> Aim 1
From the Disney culinary internship post, retype the part that opens with the words containing "I had not realized" and closes with "worth waiting for.".
> Aim 2
Write what comes next in the Disney culinary internship post, picking up after its final sentence.

Saturday, January 5, 2013

Disney discussion: Shoulda, coulda, woulda, didn't

Wed, Dec 12, 2012

Before I embarked on this incredible journey as a Cast Member and College Program Culinary II intern with Walt Disney World, I had many reservations. So many people were very excited for me to have this opportunity. I appreciated their support and praise, and was thankful for their encouragement and advice.

But I also became keenly aware of the magnitude of responsibility such an opportunity presented. I knew this would be a demanding experience, and that I would likely be taxed far beyond any other employment or educational experience I had been through before in my life.

I was afraid that I would not be up to the task of completing the course or representing my school. Well wishers assured me that I would be fine.

And with a nervous smile, I jumped in feet first with goals for excellence and worst case scenario contingency plans.

The actual experience was familiar yet skewed into new surroundings. I had teammates, we had a set production menu for the day, and Chefs to report to. But the experience continued each day for twice as long as a normal class, instead of once or twice a week for a few hours. The menu did not change from week to week.

I could not familiarize myself with the recipes before or between production with recipe cards. The recipes were locked in the office, and I didn’t want to appear to be stealing company secrets by studying or copying them. Also, only the formulas were written, not the procedure.

But the worst part of all of this was that we didn’t get to taste what we made. The Chefs did not sample our product or critique it so we can learn what we have done correctly and what needs to change.

I had not realized before this experience how much I rely upon that constant feedback to hone my job performance and gain confidence that I am on the right track.

Even more than that, not tasting the product or receiving evaluation and feedback from the Chefs left me adrift without my main asset.

As a Culinary Student I created wonderful working relationships with my Chefs who became familiar with my work and the high quality of my products as well as my work ethic.

I would double check recipes and take precise measurements. I liked to get my mise en plas assembled before production so that I can completely focus on the process and finished product. I may take a few minutes more to get something done than those buzzing around me, but I made fewer mistakes, made consistently superior products, and was generally worth waiting for.

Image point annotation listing
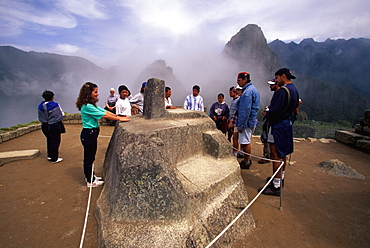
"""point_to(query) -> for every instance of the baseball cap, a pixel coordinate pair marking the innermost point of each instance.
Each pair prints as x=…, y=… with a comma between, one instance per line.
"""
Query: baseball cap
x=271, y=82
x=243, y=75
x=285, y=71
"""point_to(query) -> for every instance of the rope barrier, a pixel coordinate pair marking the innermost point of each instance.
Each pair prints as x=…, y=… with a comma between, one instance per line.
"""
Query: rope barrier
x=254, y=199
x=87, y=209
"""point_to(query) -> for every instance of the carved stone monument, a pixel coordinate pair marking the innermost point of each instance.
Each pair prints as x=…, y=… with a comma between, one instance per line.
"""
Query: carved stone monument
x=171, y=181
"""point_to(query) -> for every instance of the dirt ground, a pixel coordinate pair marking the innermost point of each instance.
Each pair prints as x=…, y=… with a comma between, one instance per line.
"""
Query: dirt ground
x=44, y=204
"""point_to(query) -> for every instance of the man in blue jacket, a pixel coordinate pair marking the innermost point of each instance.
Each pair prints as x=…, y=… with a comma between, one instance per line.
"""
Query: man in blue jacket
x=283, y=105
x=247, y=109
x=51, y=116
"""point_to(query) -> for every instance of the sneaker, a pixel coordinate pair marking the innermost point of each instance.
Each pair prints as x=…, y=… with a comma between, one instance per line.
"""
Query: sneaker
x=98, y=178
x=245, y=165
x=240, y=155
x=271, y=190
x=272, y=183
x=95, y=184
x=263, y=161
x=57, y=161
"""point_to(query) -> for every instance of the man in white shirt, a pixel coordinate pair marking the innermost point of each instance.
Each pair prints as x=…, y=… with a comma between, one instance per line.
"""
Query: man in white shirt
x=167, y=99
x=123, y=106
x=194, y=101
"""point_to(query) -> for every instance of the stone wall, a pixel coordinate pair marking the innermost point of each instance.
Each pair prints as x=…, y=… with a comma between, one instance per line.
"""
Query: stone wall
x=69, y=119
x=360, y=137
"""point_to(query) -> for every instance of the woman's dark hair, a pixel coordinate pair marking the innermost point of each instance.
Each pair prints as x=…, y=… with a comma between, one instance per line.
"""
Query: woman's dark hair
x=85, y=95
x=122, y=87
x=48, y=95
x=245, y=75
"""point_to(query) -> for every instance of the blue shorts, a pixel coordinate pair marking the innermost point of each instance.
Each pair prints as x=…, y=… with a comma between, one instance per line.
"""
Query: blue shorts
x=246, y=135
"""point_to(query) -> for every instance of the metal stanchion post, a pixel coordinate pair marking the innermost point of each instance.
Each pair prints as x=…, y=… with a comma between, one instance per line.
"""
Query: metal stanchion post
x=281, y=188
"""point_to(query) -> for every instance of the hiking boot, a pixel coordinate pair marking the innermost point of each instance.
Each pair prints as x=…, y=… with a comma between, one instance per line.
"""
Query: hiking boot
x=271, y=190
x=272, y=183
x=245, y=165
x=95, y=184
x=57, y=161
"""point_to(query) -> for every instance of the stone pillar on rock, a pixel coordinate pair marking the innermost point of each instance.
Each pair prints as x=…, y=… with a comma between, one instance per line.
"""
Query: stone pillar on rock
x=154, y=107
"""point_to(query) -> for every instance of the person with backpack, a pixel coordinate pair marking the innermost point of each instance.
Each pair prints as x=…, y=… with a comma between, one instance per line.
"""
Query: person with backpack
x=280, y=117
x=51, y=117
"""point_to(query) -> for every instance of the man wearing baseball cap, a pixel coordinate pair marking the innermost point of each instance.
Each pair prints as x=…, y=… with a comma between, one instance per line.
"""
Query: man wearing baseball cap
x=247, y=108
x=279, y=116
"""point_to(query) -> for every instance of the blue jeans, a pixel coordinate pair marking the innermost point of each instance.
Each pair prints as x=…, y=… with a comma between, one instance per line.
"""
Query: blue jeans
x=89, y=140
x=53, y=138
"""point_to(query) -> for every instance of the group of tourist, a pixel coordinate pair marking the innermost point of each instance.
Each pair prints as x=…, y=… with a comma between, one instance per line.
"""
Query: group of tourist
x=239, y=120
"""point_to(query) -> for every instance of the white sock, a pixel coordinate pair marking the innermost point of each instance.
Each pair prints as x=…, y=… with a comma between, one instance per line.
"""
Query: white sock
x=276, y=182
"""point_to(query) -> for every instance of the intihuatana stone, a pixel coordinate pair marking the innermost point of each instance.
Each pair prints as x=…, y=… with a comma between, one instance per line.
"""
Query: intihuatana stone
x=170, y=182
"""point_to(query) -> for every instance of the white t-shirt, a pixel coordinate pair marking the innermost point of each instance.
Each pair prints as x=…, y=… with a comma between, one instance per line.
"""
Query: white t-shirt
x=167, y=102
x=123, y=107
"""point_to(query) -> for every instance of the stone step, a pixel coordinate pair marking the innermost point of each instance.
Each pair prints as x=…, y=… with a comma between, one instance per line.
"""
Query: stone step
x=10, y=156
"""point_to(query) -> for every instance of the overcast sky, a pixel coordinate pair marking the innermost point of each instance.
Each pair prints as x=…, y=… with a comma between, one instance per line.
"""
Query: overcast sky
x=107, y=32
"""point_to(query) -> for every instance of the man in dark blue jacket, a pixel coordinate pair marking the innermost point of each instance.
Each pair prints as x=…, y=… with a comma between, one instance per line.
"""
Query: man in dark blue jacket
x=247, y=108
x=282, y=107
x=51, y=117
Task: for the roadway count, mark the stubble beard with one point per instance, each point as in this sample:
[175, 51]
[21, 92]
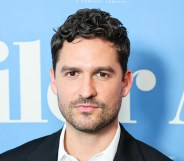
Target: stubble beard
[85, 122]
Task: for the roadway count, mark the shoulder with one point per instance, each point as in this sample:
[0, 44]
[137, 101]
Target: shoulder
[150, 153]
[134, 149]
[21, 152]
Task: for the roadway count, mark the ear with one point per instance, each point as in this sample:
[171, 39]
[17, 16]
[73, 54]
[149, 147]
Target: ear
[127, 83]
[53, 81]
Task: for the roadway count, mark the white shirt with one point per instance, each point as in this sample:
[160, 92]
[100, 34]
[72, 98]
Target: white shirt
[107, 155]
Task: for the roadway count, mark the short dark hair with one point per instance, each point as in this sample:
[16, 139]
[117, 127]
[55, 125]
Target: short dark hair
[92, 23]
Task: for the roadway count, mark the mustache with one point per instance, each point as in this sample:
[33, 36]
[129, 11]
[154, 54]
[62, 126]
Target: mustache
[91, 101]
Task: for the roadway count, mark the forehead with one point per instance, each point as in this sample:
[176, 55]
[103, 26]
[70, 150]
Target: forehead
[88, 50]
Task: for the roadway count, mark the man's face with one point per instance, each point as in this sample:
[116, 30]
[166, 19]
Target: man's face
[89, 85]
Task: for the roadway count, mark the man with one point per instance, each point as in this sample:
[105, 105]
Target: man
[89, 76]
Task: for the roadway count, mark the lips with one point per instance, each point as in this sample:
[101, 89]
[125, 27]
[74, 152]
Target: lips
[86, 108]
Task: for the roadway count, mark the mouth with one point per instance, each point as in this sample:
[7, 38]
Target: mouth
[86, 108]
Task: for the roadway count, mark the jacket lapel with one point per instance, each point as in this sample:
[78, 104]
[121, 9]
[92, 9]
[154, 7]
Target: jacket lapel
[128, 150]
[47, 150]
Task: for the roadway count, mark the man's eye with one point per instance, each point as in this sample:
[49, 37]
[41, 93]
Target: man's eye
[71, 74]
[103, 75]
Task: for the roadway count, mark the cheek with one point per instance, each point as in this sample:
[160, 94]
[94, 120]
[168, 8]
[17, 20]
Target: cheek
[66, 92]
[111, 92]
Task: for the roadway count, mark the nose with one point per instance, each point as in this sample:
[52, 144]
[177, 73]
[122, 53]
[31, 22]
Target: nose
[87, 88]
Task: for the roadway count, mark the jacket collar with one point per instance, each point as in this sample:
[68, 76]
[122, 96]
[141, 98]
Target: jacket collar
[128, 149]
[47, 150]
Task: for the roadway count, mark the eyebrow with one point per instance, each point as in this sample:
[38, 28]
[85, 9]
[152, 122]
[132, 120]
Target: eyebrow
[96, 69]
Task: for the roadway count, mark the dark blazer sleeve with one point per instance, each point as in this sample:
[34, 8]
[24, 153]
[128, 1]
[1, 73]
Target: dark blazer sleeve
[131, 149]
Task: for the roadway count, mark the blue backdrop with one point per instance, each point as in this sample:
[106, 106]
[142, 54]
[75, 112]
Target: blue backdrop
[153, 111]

> Task output 1
I had not realized before this experience how much I rely upon that constant feedback to hone my job performance and gain confidence that I am on the right track.

Even more than that, not tasting the product or receiving evaluation and feedback from the Chefs left me adrift without my main asset.

As a Culinary Student I created wonderful working relationships with my Chefs who became familiar with my work and the high quality of my products as well as my work ethic.

I would double check recipes and take precise measurements. I liked to get my mise en plas assembled before production so that I can completely focus on the process and finished product. I may take a few minutes more to get something done than those buzzing around me, but I made fewer mistakes, made consistently superior products, and was generally worth waiting for.

> Task output 2
I work clean, methodic, and steady. I’ve always thought that was the most important thing.

Without knowledge of any of that the only knowledge of my ability or performance is based on did I or did I not clock in early. Did I or did I not work as quickly as those around me, who might I add, had been making these same products every day for years. And did I or did I not make product that looked about right. Not that anything I made was held up next to anyone else’s to at least see how the products compare.

So… I was measured and found wanting.

This experience changed my entire perspective of the Culinary Arts profession.

This is a business.
And the all mighty bottom line is more important than anything else as a deciding factor in what goes on in the kitchen.

In a high volume bakery, speed is much more important than accuracy or quality. As long as it looks about right and no one complains, then crank out as much as you can as fast as you can do it. And as long as we have enough product to fill client orders and keep their shelves stocked, then we’re doing a good job.

This experience made me realize a lot of things.

For example, perhaps I don’t want to be a Baker.

*gasp!!!*

While I do enjoy making tasty products, it’s the decoration and crafting of the finished product that excites me.

I like the variety of production that comes with a new challenge each day instead of making the same, undecorated, unfinished, naked products.

I think that was an important thing to realize before considering opening up a bakery of my own where the filled cupcake and cereal treat trays are what makes or breaks the business.

I spent much of my last few weeks fantasizing about what I would do differently if I were given the chance to create a company and run my own kitchen.
I would focus on special orders and food sculptures.
The artistry and challenge would keep me coming back for more.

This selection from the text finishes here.